◆ Задание ◆
Кому, согласно отрывку о диссертации, Грановский передал ее, чтобы узнать мнение о ней?

На другой день поутру я отвез диссертацию опять к Давыдову, который передал ее Грановскому. Грановский, не считая себя судьею в деле, передал ее Кавелину, чтобы тот сказал о ней свое мнение. Кавелин прочел и, по впечатлительности своей, восплясал от радости, найдя в ней совершенно противное славянофильскому образу мыслей. Он объявил Грановскому и всем своим то, что после объявил печатно в «Отечественных Записках», а именно то, что диссертация моя составляет эпоху в науке, вследствие чего вся западная партия обратилась ко мне с распростертыми объятиями. Когда я приехал к Грановскому за диссертацией, то он встретил меня комплиментами и прямо объявил, что свое суждение основывает на суждении Кавелина. «Ну, а что Погодин говорит о диссертации?» — спросил меня Грановский. Я передал ему знаменитые слова об отношении диссертации к магистерству и профессорству.

◆ Выдержки из данных ◆
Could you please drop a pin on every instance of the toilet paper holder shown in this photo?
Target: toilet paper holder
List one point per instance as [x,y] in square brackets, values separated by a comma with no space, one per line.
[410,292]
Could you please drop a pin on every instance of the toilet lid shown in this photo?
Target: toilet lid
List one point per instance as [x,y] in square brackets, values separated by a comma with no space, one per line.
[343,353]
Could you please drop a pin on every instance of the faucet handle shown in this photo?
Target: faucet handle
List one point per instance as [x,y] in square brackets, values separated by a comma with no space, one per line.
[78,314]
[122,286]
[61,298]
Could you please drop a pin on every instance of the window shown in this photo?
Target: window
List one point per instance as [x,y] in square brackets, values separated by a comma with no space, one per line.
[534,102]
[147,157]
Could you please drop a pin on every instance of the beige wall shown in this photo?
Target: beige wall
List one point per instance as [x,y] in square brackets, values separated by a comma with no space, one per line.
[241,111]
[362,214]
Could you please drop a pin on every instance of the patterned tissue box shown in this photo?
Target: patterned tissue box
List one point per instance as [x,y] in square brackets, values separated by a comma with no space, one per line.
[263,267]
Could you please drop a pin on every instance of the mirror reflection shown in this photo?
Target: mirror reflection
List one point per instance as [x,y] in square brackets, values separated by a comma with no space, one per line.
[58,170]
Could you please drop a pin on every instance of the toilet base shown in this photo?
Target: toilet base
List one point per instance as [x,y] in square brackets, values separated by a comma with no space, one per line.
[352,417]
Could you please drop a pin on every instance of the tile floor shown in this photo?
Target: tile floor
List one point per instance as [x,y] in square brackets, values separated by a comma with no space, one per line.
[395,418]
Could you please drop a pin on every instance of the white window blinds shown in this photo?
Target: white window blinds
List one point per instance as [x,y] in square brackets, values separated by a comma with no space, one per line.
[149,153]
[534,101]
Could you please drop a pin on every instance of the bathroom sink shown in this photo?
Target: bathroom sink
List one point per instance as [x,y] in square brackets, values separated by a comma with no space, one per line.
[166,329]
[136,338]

◆ Ответ ◆
Кавелину.